The data:
···
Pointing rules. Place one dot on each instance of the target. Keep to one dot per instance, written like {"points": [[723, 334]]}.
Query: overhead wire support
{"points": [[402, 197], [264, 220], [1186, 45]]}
···
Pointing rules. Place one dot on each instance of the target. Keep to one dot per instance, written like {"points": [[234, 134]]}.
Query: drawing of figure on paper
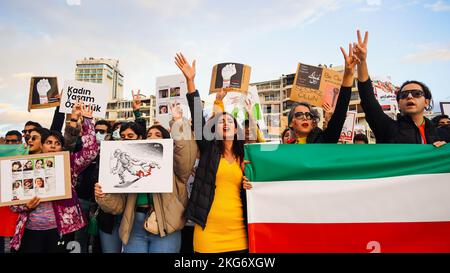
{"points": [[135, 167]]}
···
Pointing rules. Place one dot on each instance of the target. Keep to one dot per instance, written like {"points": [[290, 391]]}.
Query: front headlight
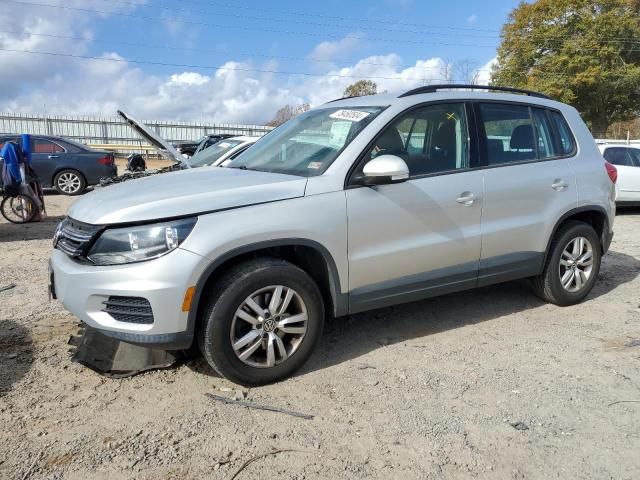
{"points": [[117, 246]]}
···
Your assignment: Give the number of lines in the material above that contain "written", with no other words.

Answer to this task: 3